### Instructions for the task
Render every line of the items below as a JSON list of strings, one string per line, and leave out the blank lines.

## begin Working data

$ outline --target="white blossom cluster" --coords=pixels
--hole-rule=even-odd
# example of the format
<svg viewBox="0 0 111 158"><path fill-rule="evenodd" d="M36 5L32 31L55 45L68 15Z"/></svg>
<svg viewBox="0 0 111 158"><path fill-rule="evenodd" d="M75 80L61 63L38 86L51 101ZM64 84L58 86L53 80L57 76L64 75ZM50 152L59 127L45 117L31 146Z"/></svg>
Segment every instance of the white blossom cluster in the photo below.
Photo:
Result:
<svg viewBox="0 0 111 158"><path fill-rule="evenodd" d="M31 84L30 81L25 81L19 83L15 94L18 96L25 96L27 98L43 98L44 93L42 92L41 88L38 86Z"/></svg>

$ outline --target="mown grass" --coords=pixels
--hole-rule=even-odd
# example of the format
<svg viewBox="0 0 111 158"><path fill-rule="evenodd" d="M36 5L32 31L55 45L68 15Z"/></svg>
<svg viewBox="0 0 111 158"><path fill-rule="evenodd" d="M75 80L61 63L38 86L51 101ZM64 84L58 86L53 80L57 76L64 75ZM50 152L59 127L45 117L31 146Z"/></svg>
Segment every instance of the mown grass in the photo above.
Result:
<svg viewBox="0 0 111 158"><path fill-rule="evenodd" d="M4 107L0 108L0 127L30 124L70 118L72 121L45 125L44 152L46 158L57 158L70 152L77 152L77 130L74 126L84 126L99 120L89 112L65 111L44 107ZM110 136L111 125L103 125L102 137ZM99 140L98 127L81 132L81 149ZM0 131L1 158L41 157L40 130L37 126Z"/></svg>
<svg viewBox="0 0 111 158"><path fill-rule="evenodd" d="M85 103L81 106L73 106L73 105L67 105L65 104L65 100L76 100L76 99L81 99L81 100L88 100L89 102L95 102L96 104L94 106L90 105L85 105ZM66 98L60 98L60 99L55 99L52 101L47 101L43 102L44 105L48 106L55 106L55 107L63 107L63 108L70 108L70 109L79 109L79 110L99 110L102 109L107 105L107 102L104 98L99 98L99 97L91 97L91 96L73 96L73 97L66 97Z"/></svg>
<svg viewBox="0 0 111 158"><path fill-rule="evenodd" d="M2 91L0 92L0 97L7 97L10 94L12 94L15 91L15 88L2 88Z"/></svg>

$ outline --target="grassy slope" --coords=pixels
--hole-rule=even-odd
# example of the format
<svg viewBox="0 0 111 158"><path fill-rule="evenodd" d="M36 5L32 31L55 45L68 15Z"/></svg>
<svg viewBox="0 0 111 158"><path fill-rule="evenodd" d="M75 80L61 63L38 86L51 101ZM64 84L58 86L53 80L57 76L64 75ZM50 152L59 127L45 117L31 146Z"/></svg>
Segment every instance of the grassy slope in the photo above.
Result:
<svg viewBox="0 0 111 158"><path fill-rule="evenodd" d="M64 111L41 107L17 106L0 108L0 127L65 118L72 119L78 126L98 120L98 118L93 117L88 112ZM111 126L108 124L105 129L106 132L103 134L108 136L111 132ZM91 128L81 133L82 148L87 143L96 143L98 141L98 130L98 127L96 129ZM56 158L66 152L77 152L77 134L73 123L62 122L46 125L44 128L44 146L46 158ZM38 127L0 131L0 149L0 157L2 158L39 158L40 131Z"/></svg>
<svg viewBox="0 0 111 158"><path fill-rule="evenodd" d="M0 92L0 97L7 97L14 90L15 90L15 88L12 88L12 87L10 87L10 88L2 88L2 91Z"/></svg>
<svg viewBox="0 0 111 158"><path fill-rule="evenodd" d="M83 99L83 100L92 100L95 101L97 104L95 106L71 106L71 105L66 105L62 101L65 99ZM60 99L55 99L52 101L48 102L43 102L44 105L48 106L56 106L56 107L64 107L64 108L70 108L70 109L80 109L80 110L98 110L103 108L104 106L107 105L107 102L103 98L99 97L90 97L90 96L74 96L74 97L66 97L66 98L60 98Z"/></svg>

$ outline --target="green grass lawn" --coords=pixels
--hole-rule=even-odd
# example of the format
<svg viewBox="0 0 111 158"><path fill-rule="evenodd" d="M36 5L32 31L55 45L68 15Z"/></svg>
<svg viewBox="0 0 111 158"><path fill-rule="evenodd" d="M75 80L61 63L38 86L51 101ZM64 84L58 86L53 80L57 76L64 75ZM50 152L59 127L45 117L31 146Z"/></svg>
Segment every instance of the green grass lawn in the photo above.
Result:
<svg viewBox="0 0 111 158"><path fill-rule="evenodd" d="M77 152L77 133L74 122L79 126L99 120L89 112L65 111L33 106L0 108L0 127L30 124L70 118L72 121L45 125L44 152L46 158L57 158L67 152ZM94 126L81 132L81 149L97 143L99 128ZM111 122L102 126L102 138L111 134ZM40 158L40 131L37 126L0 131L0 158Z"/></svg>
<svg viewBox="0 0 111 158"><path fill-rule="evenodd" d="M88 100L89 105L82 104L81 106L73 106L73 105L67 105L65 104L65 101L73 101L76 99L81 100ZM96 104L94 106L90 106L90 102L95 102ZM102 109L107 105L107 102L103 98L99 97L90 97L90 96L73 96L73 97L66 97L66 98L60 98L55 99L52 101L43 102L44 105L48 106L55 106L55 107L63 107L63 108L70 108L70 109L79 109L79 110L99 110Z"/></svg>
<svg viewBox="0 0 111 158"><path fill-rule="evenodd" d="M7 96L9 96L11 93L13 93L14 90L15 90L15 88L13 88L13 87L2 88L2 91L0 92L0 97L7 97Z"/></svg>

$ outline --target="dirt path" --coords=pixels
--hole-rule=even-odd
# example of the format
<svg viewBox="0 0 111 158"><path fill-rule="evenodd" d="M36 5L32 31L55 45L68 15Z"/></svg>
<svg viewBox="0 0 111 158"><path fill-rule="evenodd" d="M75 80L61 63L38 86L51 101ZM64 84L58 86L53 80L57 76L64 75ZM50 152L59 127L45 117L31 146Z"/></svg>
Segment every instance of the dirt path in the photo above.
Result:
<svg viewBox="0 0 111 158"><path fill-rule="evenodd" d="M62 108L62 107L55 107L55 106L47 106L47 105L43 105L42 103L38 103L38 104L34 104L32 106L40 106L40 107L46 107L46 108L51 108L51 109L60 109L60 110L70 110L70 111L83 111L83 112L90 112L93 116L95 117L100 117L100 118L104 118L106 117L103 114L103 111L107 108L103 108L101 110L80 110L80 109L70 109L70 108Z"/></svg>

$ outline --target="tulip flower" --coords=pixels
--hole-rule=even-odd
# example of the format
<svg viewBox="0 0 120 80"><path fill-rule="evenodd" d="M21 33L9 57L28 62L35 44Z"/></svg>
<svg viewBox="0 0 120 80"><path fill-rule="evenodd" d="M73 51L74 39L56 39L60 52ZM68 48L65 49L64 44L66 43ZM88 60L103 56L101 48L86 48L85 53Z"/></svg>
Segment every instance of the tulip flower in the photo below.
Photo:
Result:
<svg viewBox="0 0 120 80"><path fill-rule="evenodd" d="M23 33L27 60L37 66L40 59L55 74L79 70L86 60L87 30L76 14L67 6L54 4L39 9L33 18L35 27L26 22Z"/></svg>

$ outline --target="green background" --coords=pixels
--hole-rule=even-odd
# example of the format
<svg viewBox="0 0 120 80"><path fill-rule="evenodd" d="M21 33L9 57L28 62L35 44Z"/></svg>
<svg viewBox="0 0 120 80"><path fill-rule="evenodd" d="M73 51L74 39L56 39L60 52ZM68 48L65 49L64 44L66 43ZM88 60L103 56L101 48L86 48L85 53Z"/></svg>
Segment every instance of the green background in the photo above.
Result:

## end Working data

### Output
[
  "$ outline --target=\"white blossom cluster\" --coords=pixels",
  "--hole-rule=even-odd",
  "# example of the format",
  "<svg viewBox=\"0 0 111 158\"><path fill-rule=\"evenodd\" d=\"M36 5L32 31L55 45L68 15Z\"/></svg>",
  "<svg viewBox=\"0 0 111 158\"><path fill-rule=\"evenodd\" d=\"M75 80L61 63L38 86L51 101ZM64 84L58 86L53 80L57 76L64 75ZM50 152L59 127L45 117L31 146Z\"/></svg>",
  "Segment every instance of the white blossom cluster in the photo below.",
  "Photo:",
  "Result:",
  "<svg viewBox=\"0 0 111 158\"><path fill-rule=\"evenodd\" d=\"M31 84L30 81L25 81L19 83L15 94L18 96L25 96L27 98L43 98L44 93L42 92L41 88L38 86Z\"/></svg>",
  "$ outline --target=\"mown grass\" --coords=pixels",
  "--hole-rule=even-odd",
  "# example of the format",
  "<svg viewBox=\"0 0 111 158\"><path fill-rule=\"evenodd\" d=\"M36 5L32 31L55 45L68 15Z\"/></svg>",
  "<svg viewBox=\"0 0 111 158\"><path fill-rule=\"evenodd\" d=\"M75 80L61 63L38 86L51 101ZM64 84L58 86L53 80L57 76L64 75ZM50 152L59 127L45 117L31 146Z\"/></svg>",
  "Segment every instance of the mown grass in the photo above.",
  "Result:",
  "<svg viewBox=\"0 0 111 158\"><path fill-rule=\"evenodd\" d=\"M4 107L0 108L0 127L30 124L70 118L72 121L45 125L44 152L46 158L57 158L70 152L77 152L77 130L74 126L84 126L99 120L89 112L65 111L44 107ZM110 136L111 125L103 125L102 137ZM99 140L98 127L81 132L81 149ZM0 131L1 158L41 157L40 130L37 126Z\"/></svg>",
  "<svg viewBox=\"0 0 111 158\"><path fill-rule=\"evenodd\" d=\"M85 103L81 106L73 106L73 105L67 105L65 104L65 100L76 100L76 99L81 99L81 100L88 100L89 102L95 102L96 104L94 106L90 105L85 105ZM66 98L60 98L60 99L55 99L52 101L47 101L43 102L44 105L48 106L55 106L55 107L63 107L63 108L70 108L70 109L79 109L79 110L99 110L102 109L107 105L107 102L104 98L99 98L99 97L91 97L91 96L73 96L73 97L66 97Z\"/></svg>",
  "<svg viewBox=\"0 0 111 158\"><path fill-rule=\"evenodd\" d=\"M2 91L0 92L0 97L7 97L10 94L12 94L15 91L15 88L2 88Z\"/></svg>",
  "$ outline --target=\"grassy slope\" --coords=pixels",
  "--hole-rule=even-odd",
  "# example of the format",
  "<svg viewBox=\"0 0 111 158\"><path fill-rule=\"evenodd\" d=\"M36 5L32 31L55 45L68 15Z\"/></svg>",
  "<svg viewBox=\"0 0 111 158\"><path fill-rule=\"evenodd\" d=\"M75 80L61 63L38 86L51 101ZM64 84L58 86L53 80L57 76L64 75ZM50 152L59 127L45 117L31 146Z\"/></svg>",
  "Segment every instance of the grassy slope in the photo above.",
  "Result:",
  "<svg viewBox=\"0 0 111 158\"><path fill-rule=\"evenodd\" d=\"M64 111L41 107L17 106L0 108L0 127L65 118L72 119L78 126L98 120L98 118L93 117L88 112ZM111 126L108 124L105 129L106 132L103 134L108 136L111 132ZM91 128L81 133L82 148L87 143L96 143L98 141L98 130L98 127L96 129ZM56 158L66 152L77 152L77 134L73 123L62 122L46 125L44 128L44 146L46 158ZM38 127L0 131L0 149L0 157L2 158L39 158L40 131Z\"/></svg>",
  "<svg viewBox=\"0 0 111 158\"><path fill-rule=\"evenodd\" d=\"M0 92L0 97L7 97L14 90L15 90L15 88L12 88L12 87L10 87L10 88L2 88L2 91Z\"/></svg>",
  "<svg viewBox=\"0 0 111 158\"><path fill-rule=\"evenodd\" d=\"M83 99L83 100L92 100L95 101L97 104L95 106L71 106L71 105L66 105L62 101L65 99ZM60 99L55 99L52 101L48 102L43 102L44 105L48 106L56 106L56 107L64 107L64 108L70 108L70 109L80 109L80 110L98 110L103 108L104 106L107 105L107 102L103 98L99 97L90 97L90 96L74 96L74 97L66 97L66 98L60 98Z\"/></svg>",
  "$ outline --target=\"green grass lawn\" --coords=pixels",
  "--hole-rule=even-odd",
  "# example of the format",
  "<svg viewBox=\"0 0 111 158\"><path fill-rule=\"evenodd\" d=\"M36 5L32 31L55 45L68 15Z\"/></svg>",
  "<svg viewBox=\"0 0 111 158\"><path fill-rule=\"evenodd\" d=\"M75 80L61 63L38 86L51 101ZM64 84L58 86L53 80L57 76L64 75ZM50 152L59 127L45 117L31 146Z\"/></svg>",
  "Segment every instance of the green grass lawn in the photo above.",
  "Result:",
  "<svg viewBox=\"0 0 111 158\"><path fill-rule=\"evenodd\" d=\"M77 152L77 133L74 122L79 126L99 120L89 112L65 111L33 106L0 108L0 127L30 124L70 118L72 121L45 125L44 152L46 158L57 158L67 152ZM94 126L81 132L81 149L97 143L99 128ZM111 122L102 126L102 138L111 134ZM40 158L40 131L37 126L0 131L0 158Z\"/></svg>",
  "<svg viewBox=\"0 0 111 158\"><path fill-rule=\"evenodd\" d=\"M88 100L89 105L82 104L81 106L73 106L73 105L67 105L65 104L65 101L73 101L76 99L81 100ZM96 104L94 106L90 106L90 102L95 102ZM102 109L107 105L107 102L103 98L99 97L90 97L90 96L73 96L73 97L66 97L66 98L60 98L55 99L52 101L43 102L44 105L48 106L55 106L55 107L63 107L63 108L70 108L70 109L79 109L79 110L99 110Z\"/></svg>",
  "<svg viewBox=\"0 0 111 158\"><path fill-rule=\"evenodd\" d=\"M7 96L9 96L11 93L13 93L14 90L15 90L15 88L13 88L13 87L2 88L2 91L0 92L0 97L7 97Z\"/></svg>",
  "$ outline --target=\"dirt path\" --coords=pixels",
  "--hole-rule=even-odd",
  "# example of the format",
  "<svg viewBox=\"0 0 111 158\"><path fill-rule=\"evenodd\" d=\"M36 5L32 31L55 45L68 15Z\"/></svg>",
  "<svg viewBox=\"0 0 111 158\"><path fill-rule=\"evenodd\" d=\"M75 80L61 63L38 86L51 101ZM64 84L58 86L53 80L57 76L64 75ZM50 152L59 127L45 117L31 146Z\"/></svg>",
  "Segment every instance of the dirt path in the photo above.",
  "Result:",
  "<svg viewBox=\"0 0 111 158\"><path fill-rule=\"evenodd\" d=\"M62 108L62 107L55 107L55 106L47 106L47 105L43 105L42 103L38 103L38 104L34 104L32 106L40 106L40 107L46 107L46 108L51 108L51 109L60 109L60 110L70 110L70 111L83 111L83 112L90 112L93 116L95 117L100 117L100 118L104 118L106 117L103 114L103 111L107 108L103 108L101 110L80 110L80 109L70 109L70 108Z\"/></svg>",
  "$ outline --target=\"tulip flower\" --coords=pixels",
  "--hole-rule=even-odd",
  "# example of the format",
  "<svg viewBox=\"0 0 120 80\"><path fill-rule=\"evenodd\" d=\"M21 33L9 57L28 62L35 44Z\"/></svg>",
  "<svg viewBox=\"0 0 120 80\"><path fill-rule=\"evenodd\" d=\"M73 51L74 39L56 39L60 52ZM68 48L65 49L64 44L66 43ZM88 60L103 56L101 48L86 48L85 53Z\"/></svg>",
  "Segment every instance of the tulip flower in the photo below.",
  "Photo:",
  "Result:",
  "<svg viewBox=\"0 0 120 80\"><path fill-rule=\"evenodd\" d=\"M23 33L27 60L37 66L40 59L55 74L79 70L86 60L87 30L76 14L67 6L54 4L39 9L33 18L35 27L26 22Z\"/></svg>",
  "$ outline --target=\"green background\" --coords=pixels",
  "--hole-rule=even-odd",
  "# example of the format",
  "<svg viewBox=\"0 0 120 80\"><path fill-rule=\"evenodd\" d=\"M21 33L9 57L28 62L35 44Z\"/></svg>",
  "<svg viewBox=\"0 0 120 80\"><path fill-rule=\"evenodd\" d=\"M73 51L74 39L56 39L60 52ZM68 48L65 49L64 44L66 43ZM88 60L103 56L101 48L86 48L85 53Z\"/></svg>",
  "Segment every instance of the green background in the photo above.",
  "Result:"
]